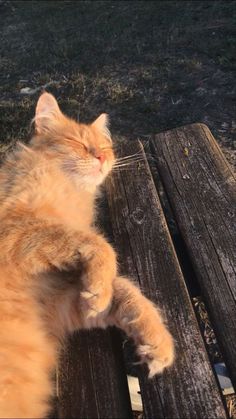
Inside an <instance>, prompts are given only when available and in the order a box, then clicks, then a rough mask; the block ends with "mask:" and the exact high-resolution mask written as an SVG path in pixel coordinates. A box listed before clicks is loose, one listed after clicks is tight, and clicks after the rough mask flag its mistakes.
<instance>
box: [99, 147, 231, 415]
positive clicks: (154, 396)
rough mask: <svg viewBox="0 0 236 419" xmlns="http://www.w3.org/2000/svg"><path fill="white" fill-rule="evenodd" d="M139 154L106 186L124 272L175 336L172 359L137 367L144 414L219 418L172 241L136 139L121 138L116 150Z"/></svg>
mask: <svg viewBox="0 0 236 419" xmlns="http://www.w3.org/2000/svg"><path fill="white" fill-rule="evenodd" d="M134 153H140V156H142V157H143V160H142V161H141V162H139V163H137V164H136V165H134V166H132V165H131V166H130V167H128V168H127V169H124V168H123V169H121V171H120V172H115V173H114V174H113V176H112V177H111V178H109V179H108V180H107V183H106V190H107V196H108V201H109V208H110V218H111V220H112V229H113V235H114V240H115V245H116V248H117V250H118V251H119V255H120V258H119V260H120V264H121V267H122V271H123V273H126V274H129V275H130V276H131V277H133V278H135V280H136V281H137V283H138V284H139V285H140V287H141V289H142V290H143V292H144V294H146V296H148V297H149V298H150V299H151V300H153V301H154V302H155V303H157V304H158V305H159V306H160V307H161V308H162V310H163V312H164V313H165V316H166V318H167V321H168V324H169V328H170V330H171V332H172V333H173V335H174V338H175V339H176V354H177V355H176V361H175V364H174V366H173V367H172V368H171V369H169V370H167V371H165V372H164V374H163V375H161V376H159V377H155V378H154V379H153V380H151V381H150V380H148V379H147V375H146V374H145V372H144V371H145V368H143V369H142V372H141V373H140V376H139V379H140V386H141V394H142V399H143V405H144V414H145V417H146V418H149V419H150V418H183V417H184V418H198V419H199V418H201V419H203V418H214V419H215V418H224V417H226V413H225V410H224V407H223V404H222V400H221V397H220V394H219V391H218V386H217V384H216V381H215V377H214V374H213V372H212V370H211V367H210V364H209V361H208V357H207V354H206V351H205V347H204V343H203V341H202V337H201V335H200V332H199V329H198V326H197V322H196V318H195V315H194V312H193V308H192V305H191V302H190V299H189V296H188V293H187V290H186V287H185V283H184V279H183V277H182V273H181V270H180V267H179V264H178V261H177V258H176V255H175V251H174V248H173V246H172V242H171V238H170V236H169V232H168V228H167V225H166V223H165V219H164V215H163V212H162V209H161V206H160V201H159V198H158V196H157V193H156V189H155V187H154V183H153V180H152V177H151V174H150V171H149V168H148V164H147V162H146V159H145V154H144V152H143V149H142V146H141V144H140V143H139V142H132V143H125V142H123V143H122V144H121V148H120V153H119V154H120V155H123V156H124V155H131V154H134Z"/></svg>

++++++++++++++++++++

## [WHAT YOU WILL DO]
Where an entry includes a picture, drop it, and print the rest of the material word for word.

## [SOLUTION TO THIS TASK]
Inside an <instance>, prompts are given only when available and in the order a box, then clicks, then a rough mask; the block ends with "mask:" and the exact high-resolution mask written as an SVG path in pixel coordinates. A box listed before clicks is loose, one listed after clicks is tight, and clicks after the rough mask flag its mistakes.
<instance>
box: [99, 147, 231, 415]
positive clicks: (154, 396)
rough mask: <svg viewBox="0 0 236 419" xmlns="http://www.w3.org/2000/svg"><path fill="white" fill-rule="evenodd" d="M139 154L106 186L124 272L175 336L172 359L137 367L144 414L219 418L172 241L136 139L121 138L116 150Z"/></svg>
mask: <svg viewBox="0 0 236 419" xmlns="http://www.w3.org/2000/svg"><path fill="white" fill-rule="evenodd" d="M134 153H140V156H142V157H143V160H142V161H141V162H139V163H137V164H136V165H134V166H132V165H131V166H130V167H128V168H127V169H124V168H123V169H121V171H120V172H115V173H114V174H113V176H112V177H111V178H109V179H108V180H107V183H106V190H107V196H108V201H109V208H110V218H111V220H112V229H113V235H114V240H115V245H116V248H117V250H118V251H119V255H120V258H119V260H120V264H121V267H122V271H123V273H126V274H129V275H130V276H131V277H133V278H135V280H136V281H137V283H138V284H139V285H140V287H141V289H142V290H143V292H144V294H146V296H148V297H149V298H150V299H151V300H153V301H154V302H155V303H157V304H158V305H159V306H160V307H161V308H162V310H163V312H164V313H165V316H166V318H167V321H168V324H169V328H170V330H171V332H172V333H173V335H174V338H175V339H176V354H177V355H176V361H175V364H174V366H173V367H172V368H171V369H169V370H167V371H165V372H164V374H163V375H161V376H159V377H155V378H154V379H153V380H151V381H150V380H148V379H147V375H146V374H145V372H144V371H145V368H143V369H142V372H141V373H140V376H139V379H140V386H141V394H142V399H143V405H144V414H145V417H146V418H149V419H150V418H183V417H184V418H198V419H199V418H201V419H203V418H214V419H215V418H224V417H226V413H225V410H224V407H223V404H222V400H221V397H220V394H219V391H218V386H217V384H216V381H215V377H214V374H213V372H212V370H211V367H210V364H209V361H208V357H207V354H206V351H205V347H204V343H203V341H202V337H201V335H200V332H199V329H198V326H197V322H196V318H195V315H194V312H193V308H192V305H191V302H190V299H189V296H188V293H187V290H186V287H185V283H184V279H183V277H182V273H181V270H180V267H179V264H178V261H177V258H176V255H175V251H174V248H173V246H172V242H171V238H170V236H169V232H168V228H167V225H166V223H165V219H164V215H163V212H162V209H161V206H160V201H159V198H158V196H157V193H156V189H155V187H154V183H153V180H152V177H151V174H150V171H149V168H148V164H147V162H146V159H145V154H144V152H143V149H142V146H141V144H140V143H139V142H132V143H125V142H123V143H122V144H121V148H120V153H119V154H120V155H123V156H124V155H131V154H134Z"/></svg>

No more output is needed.